*Task directions*
Rewrite the lines below as a JSON list of strings, one string per line, starting with the line that contains "of the main" and going on through the line that contains "[[400, 340], [543, 327], [343, 342]]". Omit blank lines and leave the picture out of your answer.

+++ Recorded information

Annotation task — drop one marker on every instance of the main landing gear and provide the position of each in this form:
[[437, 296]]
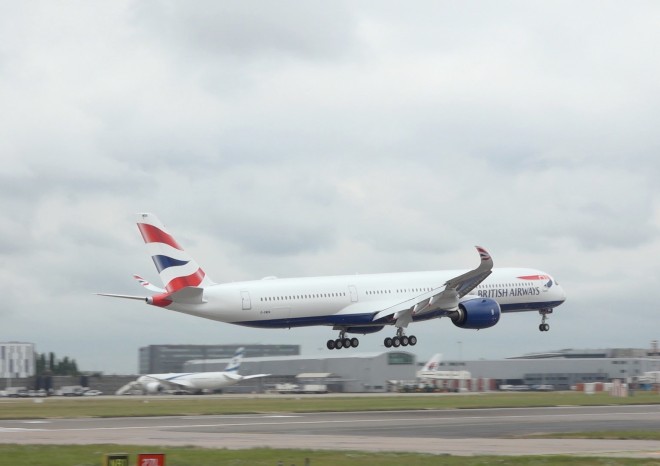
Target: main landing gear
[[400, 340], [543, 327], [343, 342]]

++++++
+++ Recorded information

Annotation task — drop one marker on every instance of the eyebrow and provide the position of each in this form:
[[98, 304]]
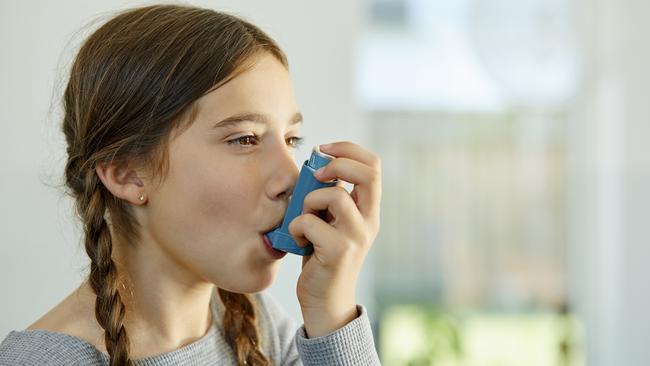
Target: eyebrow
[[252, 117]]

++++++
+++ Recorded information

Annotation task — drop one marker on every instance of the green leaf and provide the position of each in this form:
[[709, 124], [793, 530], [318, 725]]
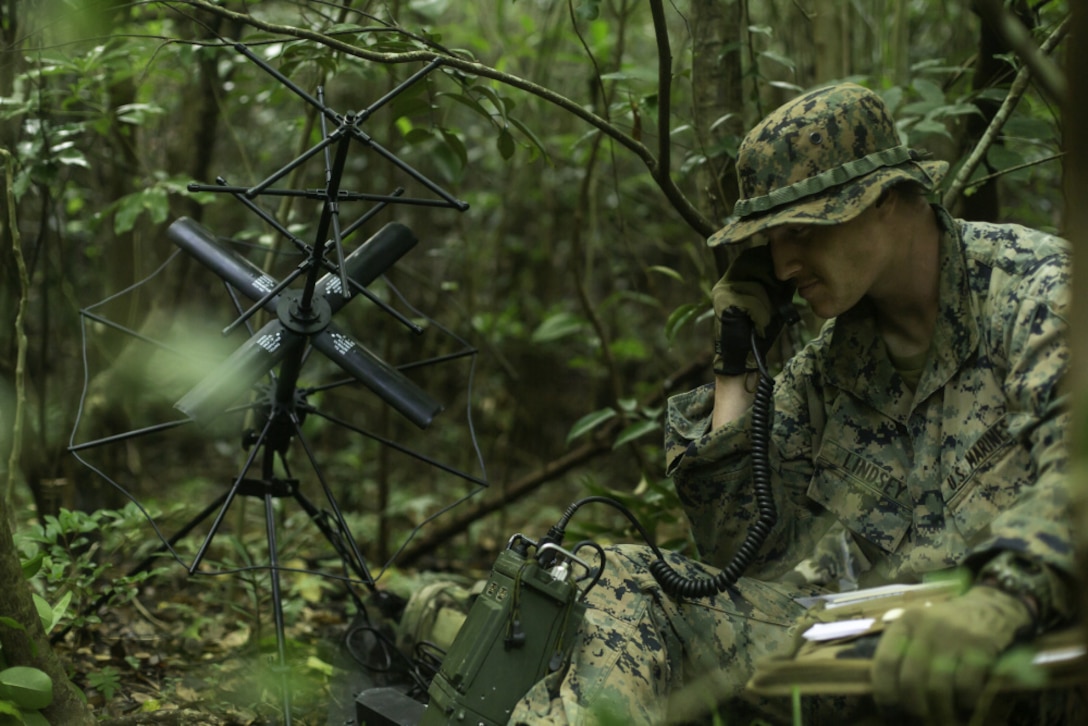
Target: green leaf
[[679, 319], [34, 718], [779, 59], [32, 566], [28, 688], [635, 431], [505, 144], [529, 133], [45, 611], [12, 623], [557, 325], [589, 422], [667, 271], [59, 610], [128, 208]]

++++++

*Finished exercise*
[
  "Annotation task — drop one marker on every instance of the main landing gear and provide the position of each in this form:",
  "[[437, 296]]",
  "Target: main landing gear",
  "[[400, 340], [543, 327], [343, 342]]"
]